§ EXERCICES:
(1) Traduisez en anglais cette phrase du texte sur la mairie du XVIIe : « Cette mairie du XXe siècle avait été fraîchement accueillie. »
(2) Recopiez fidèlement le passage du texte sur la mairie du XVIIe qui s'ouvre sur les mots contenant « Depuis juillet 2020, la » et se ferme sur « durée du chantier. ».
(3) Les affirmations suivantes sont-elles conformes au texte sur la mairie du XVIIe ? Répondez par oui ou par non pour chacune, en citant les mots du texte qui tranchent.
(a) La mairie actuelle du XVIIe a été inaugurée le 10 janvier 1973.
(b) La rénovation en cours modifie l'avancée de la salle des mariages sur la rue.
(c) Les Batignolles comptaient 14 000 habitants en 1827.

§ TEXTE:

════

Depuis juillet 2020, la mairie du XVIIe est en travaux. Un chantier à la mesure du défi : mettre en beauté ce qu’un méchant blog présente comme « la mairie la plus moche de Paris ». La rue des Batignolles est fermée à la circulation sur toute l’emprise et pour toute la durée du chantier.
Lors de son inauguration le 10 janvier 1973, la mairie du XVIIe avait été présentée comme la première mairie parisienne du XXe siècle. Elle aura été la seule construite en ce siècle. Les mauvaises langues ajoutent « et c’est heureux ! »
C’est pourtant l’œuvre de deux architectes, Pierre Bure et Alfred Favre, prolixes durant l’après-guerre et la période de la reconstruction, dont la veine devait être épuisée pour ce bâtiment d’un style qu’on pourrait qualifier de pompidolien : béton armé mais façade revêtue de pierre d’Hauteville, allèges en alto-quartz façon marbre, menuiseries extérieures en aluminium. On a échappé aux balcons parés de plexiglas qui fleurissaient à cette époque sur les immeubles un peu chics.
Cette mairie du XXe siècle avait été fraîchement accueillie. Pourtant, le temps n’avait pas manqué pour la réflexion : depuis 1963, on parlait d’un concours d’architecture…
Dans le quotidien Le Monde du 10 janvier 1973, Alain Faujas, note si « l’avancée sur la rue de la salle des mariages est agréable avec ses grandes vitres teintées et agrémentées de flèches d’aluminium (la rénovation en cours n’y touche pas) […] la façade donne une impression de monotonie avec des fenêtres étroites et nombreuses séparées par de larges montants ».
D’une mairie l’autre
Avant cette mairie du XVIIe dont la façade est en travaux, sur le même lieu, un édifice, la première mairie de la commune des Batignolles, avait été inauguré le 21 octobre 1849 par Louis-Napoléon Bonaparte, président de la République, futur Napoléon III : banquet de 400 couverts, grand bal, feu d’artifice.
Œuvre de l’architecte Paul-Eugène Lequeux, grand prix de Rome, cette mairie était devenue indispensable. Alors qu’au début du XIXe siècle, il n’y avait aux Batignolles que quelques maisons et des exploitations agricoles, on commence à lotir sous le Premier Empire, les constructions se développent rapidement sous la Restauration et la Monarchie de Juillet : petites maisons avec jardin, immeubles de rapport. On compte 3 500 habitants en 1827, 14 000 en 1842, 65 000 en 1860 quand Paris annexe les communes suburbaines.

════

§ DONNÉES ENREGISTRÉES:
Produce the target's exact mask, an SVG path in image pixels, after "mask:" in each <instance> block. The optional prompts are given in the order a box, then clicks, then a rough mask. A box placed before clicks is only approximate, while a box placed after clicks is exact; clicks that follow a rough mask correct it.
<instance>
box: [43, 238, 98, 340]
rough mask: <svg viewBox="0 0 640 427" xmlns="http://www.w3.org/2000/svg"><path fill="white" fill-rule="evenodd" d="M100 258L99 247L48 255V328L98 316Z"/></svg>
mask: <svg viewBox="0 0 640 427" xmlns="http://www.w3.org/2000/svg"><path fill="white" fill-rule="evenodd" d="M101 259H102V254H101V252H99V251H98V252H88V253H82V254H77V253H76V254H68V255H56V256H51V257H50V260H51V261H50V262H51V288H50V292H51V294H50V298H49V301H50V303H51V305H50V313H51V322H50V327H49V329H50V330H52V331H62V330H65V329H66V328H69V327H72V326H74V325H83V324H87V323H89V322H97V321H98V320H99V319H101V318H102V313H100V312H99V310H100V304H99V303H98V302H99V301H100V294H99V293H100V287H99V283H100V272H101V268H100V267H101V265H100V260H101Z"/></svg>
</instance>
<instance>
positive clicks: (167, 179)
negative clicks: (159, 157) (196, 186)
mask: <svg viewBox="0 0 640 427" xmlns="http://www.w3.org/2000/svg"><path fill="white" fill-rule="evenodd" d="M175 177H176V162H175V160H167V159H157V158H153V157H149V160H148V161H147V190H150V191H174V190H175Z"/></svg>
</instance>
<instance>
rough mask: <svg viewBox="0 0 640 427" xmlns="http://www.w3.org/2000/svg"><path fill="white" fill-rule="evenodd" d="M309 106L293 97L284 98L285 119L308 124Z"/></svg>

════

§ CORRIGÉ:
(1) This twentieth-century town hall had been given a cool reception.

(2)
Depuis juillet 2020, la mairie du XVIIe est en travaux. Un chantier à la mesure du défi : mettre en beauté ce qu’un méchant blog présente comme « la mairie la plus moche de Paris ». La rue des Batignolles est fermée à la circulation sur toute l’emprise et pour toute la durée du chantier.

(3)
(a) Oui : « Lors de son inauguration le 10 janvier 1973, la mairie du XVIIe avait été présentée comme la première mairie parisienne du XXe siècle. »
(b) Non : « la rénovation en cours n’y touche pas »
(c) Non : « On compte 3 500 habitants en 1827 »